İMZASIZ bir yazı internette: 6 Mart 2009 tarihli "CHP ve MHP Doğu ve Güneydoğu’da Neden Yok?" yazımı eleştiriyor: "Tipik bir ’Halk plajlara akın etti, vatandaş denize giremiyor’ mevzuu" diyor. Ve gene o "Bunlara yeni bir halk bulamayız!" klişesi.
SÜRÜLEŞME
Bakın, "aklı kıt mürekkebi bol yazıcı milleti"ne ve halk meftunlarına (!) kendi elimle bir sömürü malzemesi vereceğim: Halkı beğenmek zorunda değilim; bilinçsiz halkı sevmiyorum ve sevmek zorunda değilim. Aslına bakarsanız hiçbir "halk"ta sevecek bir kalite bulamadım.
AKP ya da DTP’ye oy vermeme bilincinden söz etmiyorum şimdi, burada. Kendi varlığının, kendi bireyliğinin farkına varmayan, kolektif tasavvurun tutsağı olmuş insanın sürüleşmesinden söz ediyorum. Bireysel bilinçten yoksun bulundukları için kolayca suç işliyorlar, kan davasının elinde oyuncak oluyorlar; töre cinayetleriyle onurlanıyorlar. Demokrasinin simgesi "oy"u pazarlıkla satıyorlar. İlkel toplumlara özgü kolektif tasavvurların kötürüm ettiği ilkel insan (çağdışı klan) yığışımlarından nefret ediyorum.
TALİBAN LİBERALLERİ
Kolektif tasavvur (Emile Durkheim, Karl Marx) klan gibi, kabile gibi ilkel toplumlara özgü zihinsel bir olgudur. Bireyleri yok eder, ortadan kaldırır. Birey bilincini yürürlükten kaldırır.
*-*-*
» **Okuduğunuzu Uygulayın**:
**a.** Alıntıya göre imzasız yazının eleştirdiği yazı hangi tarihlidir?
**b.** Alıntıda "AKP ya da DTP’ye oy vermeme bilincinden" sözleriyle başlayan paragrafı, ana bilgilerini koruyarak kısa bir madde listesine dönüştürünüz.
**c.** Alıntıdan "TALİBAN LİBERALLERİ" sözleriyle başlayıp "bilincini yürürlükten kaldırır." sözleriyle biten bölümü hiçbir değişiklik yapmadan yazınız.
*-*-*
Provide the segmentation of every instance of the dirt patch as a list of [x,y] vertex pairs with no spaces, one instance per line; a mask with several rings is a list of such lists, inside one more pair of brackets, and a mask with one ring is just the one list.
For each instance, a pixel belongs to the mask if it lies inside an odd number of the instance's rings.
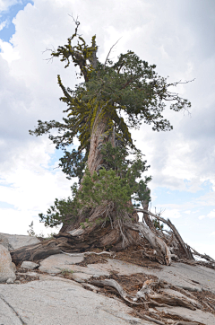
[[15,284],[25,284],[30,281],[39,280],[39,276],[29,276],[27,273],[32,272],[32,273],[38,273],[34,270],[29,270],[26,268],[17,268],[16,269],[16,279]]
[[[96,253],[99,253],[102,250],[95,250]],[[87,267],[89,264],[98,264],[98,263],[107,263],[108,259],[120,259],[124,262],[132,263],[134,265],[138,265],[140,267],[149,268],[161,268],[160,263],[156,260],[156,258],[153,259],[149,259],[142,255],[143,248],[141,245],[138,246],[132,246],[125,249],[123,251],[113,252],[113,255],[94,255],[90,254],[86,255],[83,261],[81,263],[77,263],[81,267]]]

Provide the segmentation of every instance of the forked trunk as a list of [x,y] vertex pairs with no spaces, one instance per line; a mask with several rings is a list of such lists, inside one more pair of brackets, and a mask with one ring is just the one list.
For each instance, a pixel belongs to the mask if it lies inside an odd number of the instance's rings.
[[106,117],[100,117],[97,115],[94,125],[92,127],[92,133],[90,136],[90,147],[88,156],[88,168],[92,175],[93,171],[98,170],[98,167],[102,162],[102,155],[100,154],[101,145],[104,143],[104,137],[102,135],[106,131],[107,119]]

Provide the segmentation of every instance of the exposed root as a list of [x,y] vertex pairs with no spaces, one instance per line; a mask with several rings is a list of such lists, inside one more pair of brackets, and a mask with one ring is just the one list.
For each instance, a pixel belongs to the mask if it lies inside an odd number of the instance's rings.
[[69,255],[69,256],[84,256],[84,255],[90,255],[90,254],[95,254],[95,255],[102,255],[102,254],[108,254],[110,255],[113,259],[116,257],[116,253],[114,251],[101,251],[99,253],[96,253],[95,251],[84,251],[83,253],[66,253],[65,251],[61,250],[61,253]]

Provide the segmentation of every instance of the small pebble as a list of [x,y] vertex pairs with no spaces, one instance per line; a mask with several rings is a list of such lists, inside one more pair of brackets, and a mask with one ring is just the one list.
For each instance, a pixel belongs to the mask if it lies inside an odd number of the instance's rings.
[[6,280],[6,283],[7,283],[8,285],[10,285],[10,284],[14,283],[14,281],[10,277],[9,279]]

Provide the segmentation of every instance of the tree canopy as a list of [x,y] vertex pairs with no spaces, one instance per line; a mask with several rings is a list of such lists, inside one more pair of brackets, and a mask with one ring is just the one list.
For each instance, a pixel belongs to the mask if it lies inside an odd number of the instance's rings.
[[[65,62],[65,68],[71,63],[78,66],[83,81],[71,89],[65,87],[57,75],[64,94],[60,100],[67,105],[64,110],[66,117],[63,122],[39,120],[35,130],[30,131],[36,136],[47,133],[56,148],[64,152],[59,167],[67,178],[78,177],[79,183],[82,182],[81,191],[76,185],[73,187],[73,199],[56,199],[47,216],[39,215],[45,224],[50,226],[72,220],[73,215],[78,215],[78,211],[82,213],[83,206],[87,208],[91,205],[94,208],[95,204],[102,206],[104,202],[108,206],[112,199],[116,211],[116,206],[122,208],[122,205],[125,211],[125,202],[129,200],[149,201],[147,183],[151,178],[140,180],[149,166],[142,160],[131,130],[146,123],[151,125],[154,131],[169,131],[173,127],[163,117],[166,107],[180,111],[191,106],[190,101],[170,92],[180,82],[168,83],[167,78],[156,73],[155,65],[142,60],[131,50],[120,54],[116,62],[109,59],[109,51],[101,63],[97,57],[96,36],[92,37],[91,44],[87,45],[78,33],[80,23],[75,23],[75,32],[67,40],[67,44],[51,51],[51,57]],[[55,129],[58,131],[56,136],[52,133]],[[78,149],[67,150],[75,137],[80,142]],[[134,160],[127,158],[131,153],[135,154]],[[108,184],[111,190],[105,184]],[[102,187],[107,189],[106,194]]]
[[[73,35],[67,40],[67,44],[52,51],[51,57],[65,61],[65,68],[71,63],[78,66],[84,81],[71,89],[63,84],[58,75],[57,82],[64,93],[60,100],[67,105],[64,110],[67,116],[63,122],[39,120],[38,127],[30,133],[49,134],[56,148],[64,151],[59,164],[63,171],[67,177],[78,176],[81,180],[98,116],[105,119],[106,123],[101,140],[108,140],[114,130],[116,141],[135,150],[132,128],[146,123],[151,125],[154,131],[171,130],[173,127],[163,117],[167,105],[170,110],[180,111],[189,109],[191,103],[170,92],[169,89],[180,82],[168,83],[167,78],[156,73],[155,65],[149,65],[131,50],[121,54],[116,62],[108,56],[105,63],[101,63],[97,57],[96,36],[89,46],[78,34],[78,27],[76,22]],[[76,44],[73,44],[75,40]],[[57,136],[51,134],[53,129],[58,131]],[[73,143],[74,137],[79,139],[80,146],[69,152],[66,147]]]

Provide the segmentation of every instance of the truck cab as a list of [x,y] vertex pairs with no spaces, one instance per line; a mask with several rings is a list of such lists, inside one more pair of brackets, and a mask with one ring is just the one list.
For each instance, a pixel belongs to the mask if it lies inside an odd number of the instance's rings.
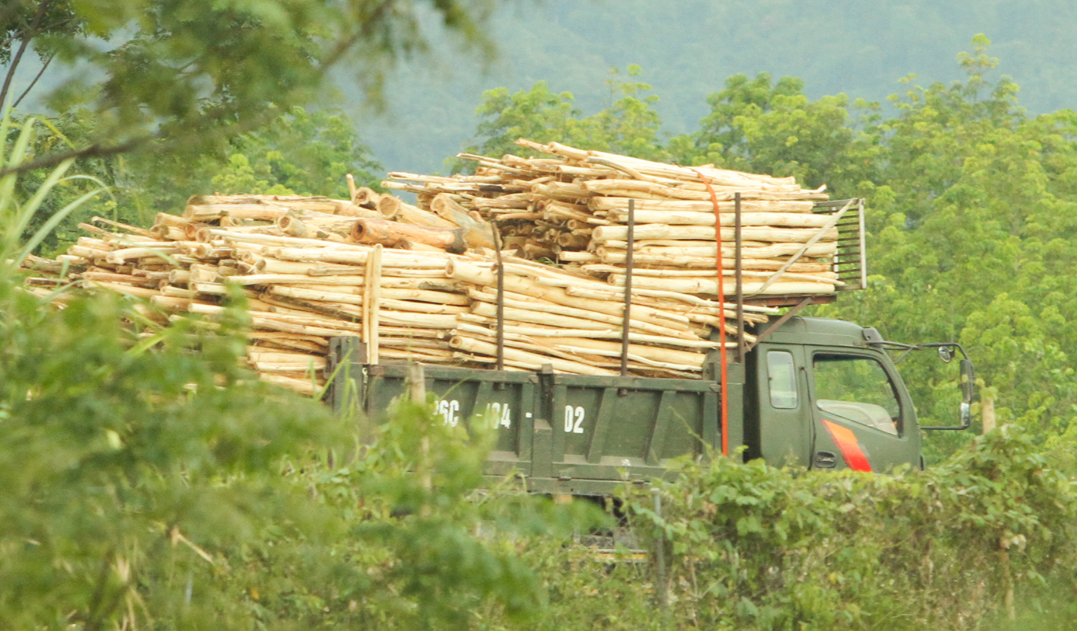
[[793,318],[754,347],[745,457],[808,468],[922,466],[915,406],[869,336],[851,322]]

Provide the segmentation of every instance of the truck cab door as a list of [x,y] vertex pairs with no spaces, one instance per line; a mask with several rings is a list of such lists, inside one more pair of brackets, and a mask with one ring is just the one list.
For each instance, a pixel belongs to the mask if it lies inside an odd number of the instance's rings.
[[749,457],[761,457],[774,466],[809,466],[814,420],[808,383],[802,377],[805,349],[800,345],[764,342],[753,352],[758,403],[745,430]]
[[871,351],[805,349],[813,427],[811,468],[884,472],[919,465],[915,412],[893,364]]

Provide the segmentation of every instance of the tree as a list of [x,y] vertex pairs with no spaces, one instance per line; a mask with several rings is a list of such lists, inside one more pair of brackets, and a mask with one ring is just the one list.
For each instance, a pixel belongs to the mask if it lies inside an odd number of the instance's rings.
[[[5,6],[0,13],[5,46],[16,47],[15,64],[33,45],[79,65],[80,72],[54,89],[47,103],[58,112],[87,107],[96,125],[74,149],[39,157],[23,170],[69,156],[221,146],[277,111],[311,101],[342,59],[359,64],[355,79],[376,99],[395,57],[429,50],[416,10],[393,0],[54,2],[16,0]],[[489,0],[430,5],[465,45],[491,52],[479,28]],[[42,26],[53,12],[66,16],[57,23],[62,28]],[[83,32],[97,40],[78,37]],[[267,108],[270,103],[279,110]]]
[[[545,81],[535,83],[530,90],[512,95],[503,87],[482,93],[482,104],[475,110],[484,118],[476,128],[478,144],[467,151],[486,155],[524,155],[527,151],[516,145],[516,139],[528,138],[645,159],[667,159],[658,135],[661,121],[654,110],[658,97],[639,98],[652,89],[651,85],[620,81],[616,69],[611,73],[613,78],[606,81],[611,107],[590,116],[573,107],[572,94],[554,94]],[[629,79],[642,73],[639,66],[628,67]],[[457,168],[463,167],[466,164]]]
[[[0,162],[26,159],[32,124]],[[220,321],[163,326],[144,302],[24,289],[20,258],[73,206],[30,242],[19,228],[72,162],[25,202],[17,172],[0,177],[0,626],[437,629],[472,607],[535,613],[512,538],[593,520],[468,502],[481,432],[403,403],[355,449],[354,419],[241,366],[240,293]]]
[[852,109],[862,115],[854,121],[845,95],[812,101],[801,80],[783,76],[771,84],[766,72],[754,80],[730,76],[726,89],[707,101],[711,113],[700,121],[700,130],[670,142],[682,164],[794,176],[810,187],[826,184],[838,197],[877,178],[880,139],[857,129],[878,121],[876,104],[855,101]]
*-*-*
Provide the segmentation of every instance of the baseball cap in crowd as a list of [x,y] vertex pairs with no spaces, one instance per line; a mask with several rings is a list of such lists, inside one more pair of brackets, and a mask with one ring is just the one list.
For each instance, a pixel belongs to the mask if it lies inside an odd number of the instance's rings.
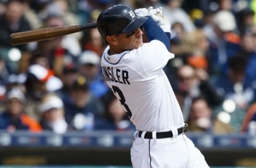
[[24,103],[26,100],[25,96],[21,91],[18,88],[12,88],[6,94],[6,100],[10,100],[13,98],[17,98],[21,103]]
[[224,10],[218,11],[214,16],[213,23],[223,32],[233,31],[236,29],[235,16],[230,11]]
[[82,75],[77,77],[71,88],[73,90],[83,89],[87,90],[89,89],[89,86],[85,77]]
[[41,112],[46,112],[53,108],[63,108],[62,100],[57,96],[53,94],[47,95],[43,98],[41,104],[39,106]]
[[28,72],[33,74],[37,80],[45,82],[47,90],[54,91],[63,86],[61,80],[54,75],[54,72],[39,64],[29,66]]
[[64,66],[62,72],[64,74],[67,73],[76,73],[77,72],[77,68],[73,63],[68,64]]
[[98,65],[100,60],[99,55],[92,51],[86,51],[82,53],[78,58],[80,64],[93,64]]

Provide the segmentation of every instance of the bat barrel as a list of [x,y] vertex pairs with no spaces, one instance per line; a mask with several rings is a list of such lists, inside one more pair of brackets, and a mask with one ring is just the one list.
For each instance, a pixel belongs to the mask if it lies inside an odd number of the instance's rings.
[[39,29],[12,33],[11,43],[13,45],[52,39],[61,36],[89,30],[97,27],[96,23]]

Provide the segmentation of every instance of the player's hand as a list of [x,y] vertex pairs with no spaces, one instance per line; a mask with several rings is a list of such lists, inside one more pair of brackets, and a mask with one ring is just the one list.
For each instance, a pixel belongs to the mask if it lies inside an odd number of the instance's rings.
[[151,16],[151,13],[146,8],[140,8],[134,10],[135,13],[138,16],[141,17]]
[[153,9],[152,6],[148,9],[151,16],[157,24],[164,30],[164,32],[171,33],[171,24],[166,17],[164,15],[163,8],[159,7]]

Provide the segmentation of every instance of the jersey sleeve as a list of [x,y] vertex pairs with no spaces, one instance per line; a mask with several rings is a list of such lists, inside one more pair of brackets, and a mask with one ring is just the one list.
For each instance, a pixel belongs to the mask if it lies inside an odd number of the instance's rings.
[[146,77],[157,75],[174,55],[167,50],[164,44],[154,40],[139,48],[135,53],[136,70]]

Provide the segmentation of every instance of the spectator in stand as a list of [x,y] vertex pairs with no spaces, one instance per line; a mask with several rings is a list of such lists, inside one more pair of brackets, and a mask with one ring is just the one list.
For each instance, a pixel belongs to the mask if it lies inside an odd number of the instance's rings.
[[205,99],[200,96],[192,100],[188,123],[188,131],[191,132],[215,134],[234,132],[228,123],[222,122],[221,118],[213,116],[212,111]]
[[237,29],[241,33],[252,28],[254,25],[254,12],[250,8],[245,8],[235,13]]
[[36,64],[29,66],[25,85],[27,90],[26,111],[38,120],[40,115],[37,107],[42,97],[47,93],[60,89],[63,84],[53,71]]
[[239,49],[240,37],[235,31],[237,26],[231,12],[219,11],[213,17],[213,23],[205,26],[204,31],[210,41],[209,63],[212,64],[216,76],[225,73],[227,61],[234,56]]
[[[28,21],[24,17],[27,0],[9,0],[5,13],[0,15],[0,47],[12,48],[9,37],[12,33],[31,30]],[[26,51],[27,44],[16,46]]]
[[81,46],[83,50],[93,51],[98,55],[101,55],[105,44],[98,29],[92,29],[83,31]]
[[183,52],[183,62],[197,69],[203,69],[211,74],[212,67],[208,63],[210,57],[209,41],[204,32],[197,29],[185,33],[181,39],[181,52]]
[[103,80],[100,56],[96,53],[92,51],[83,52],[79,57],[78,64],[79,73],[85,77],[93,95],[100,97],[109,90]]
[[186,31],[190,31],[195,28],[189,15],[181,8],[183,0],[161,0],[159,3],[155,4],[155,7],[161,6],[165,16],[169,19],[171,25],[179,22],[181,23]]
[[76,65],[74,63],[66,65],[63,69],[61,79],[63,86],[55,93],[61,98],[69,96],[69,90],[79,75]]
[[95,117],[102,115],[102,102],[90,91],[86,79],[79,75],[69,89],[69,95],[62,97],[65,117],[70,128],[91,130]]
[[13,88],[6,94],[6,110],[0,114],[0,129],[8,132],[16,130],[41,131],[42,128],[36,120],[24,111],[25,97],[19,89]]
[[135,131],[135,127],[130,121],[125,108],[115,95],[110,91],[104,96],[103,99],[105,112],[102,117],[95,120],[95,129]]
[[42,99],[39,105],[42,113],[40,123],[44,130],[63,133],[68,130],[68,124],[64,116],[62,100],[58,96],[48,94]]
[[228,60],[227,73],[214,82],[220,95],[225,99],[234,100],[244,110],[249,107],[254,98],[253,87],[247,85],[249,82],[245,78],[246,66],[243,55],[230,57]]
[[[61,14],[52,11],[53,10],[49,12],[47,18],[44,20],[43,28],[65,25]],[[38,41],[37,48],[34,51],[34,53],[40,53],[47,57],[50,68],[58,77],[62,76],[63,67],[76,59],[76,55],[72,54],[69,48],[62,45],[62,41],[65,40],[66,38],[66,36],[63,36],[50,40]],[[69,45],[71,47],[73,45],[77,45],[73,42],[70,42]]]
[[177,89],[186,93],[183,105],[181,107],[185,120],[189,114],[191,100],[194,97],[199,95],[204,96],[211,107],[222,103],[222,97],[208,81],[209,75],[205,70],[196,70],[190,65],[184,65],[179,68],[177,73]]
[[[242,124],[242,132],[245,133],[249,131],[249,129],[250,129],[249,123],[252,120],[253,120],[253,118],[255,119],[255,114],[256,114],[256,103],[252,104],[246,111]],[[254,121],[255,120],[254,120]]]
*-*-*
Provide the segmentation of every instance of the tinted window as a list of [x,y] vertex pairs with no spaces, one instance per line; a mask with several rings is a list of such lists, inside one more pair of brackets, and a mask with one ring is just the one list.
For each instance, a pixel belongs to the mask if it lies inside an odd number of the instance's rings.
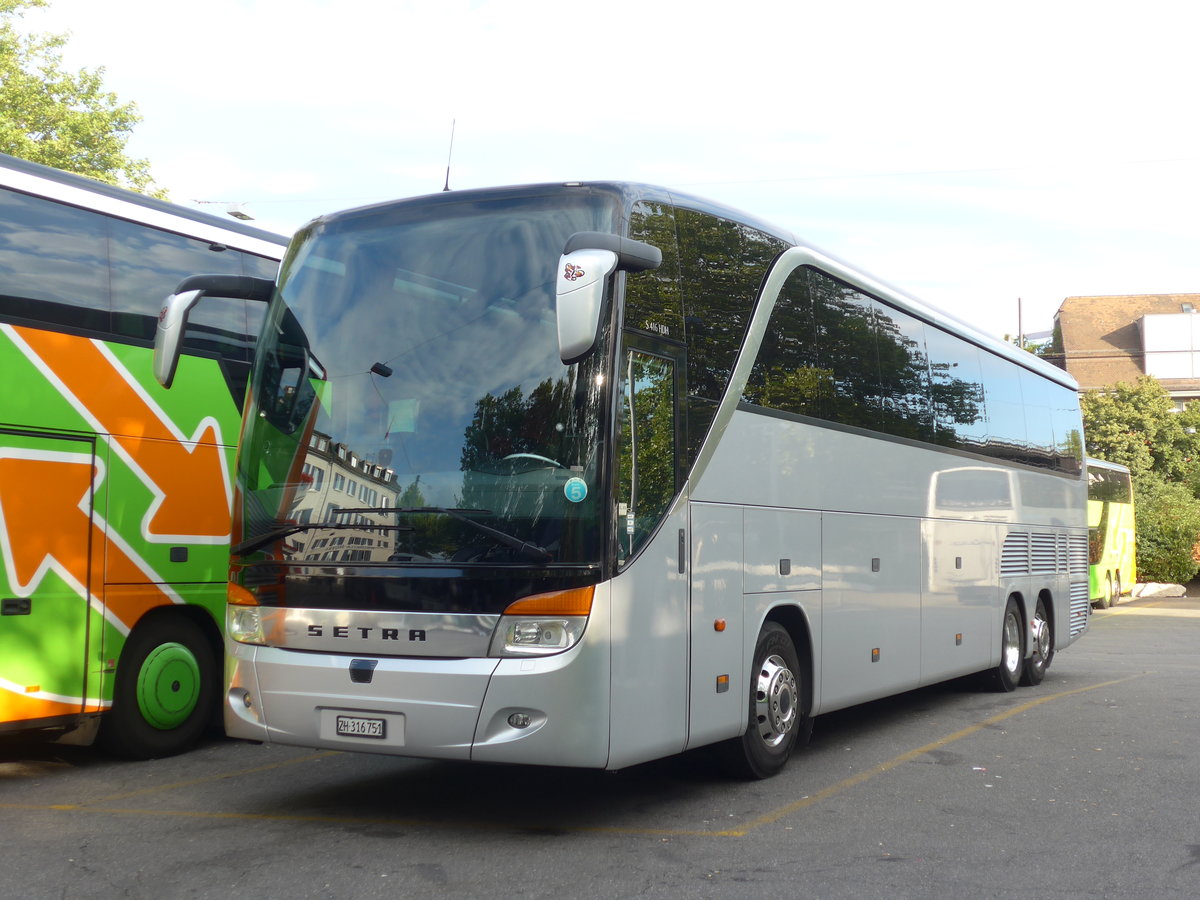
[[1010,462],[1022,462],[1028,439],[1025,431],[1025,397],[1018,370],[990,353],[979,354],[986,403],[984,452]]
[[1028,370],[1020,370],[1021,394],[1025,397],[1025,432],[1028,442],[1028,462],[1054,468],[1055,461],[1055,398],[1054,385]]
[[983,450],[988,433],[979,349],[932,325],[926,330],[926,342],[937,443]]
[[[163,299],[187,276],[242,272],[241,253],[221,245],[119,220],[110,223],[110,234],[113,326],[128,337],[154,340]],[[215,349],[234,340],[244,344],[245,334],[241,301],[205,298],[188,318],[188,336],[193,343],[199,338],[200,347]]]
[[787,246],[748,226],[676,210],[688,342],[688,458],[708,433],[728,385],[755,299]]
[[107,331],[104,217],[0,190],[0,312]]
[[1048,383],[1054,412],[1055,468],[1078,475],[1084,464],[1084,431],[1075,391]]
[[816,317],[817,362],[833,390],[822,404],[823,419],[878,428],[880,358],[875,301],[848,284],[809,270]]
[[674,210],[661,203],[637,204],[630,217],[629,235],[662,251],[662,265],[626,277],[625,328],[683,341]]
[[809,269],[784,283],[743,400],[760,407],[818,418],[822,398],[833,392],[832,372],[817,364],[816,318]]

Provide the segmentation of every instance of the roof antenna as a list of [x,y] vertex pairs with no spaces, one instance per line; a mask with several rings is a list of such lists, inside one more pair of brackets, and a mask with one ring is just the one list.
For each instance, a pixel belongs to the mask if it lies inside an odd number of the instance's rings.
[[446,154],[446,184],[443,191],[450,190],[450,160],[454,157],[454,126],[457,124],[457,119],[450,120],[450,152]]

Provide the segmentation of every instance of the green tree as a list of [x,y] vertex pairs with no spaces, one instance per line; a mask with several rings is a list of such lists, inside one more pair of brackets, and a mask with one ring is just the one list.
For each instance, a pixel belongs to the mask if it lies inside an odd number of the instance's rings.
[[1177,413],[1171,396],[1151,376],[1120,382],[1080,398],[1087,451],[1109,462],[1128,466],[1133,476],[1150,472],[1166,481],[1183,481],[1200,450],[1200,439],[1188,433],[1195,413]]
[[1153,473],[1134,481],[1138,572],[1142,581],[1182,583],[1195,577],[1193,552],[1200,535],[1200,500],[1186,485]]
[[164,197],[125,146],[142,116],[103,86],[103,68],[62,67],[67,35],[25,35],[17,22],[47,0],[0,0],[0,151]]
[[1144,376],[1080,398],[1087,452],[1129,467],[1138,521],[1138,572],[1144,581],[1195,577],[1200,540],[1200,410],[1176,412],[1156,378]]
*-*-*
» **Görevlerin Yanıtları**:
**a.** 6 Mart 2009 tarihlidir.

**b.**
- Söz konusu olan, AKP ya da DTP’ye oy vermeme bilinci değildir. Kendi bireyliğinin farkına varmayan ve kolektif tasavvurun tutsağı olmuş insanın sürüleşmesidir.
- Bu insanlar bireysel bilinçten yoksun oldukları için kolayca suç işler, kan davasının oyuncağı olur ve töre cinayetleriyle onurlanırlar.
- Demokrasinin simgesi olan oyu pazarlıkla satarlar.
- Yazar, ilkel toplumlara özgü kolektif tasavvurların kötürüm ettiği ilkel insan yığışımlarından nefret ettiğini belirtir.

**c.**
TALİBAN LİBERALLERİ
Kolektif tasavvur (Emile Durkheim, Karl Marx) klan gibi, kabile gibi ilkel toplumlara özgü zihinsel bir olgudur. Bireyleri yok eder, ortadan kaldırır. Birey bilincini yürürlükten kaldırır.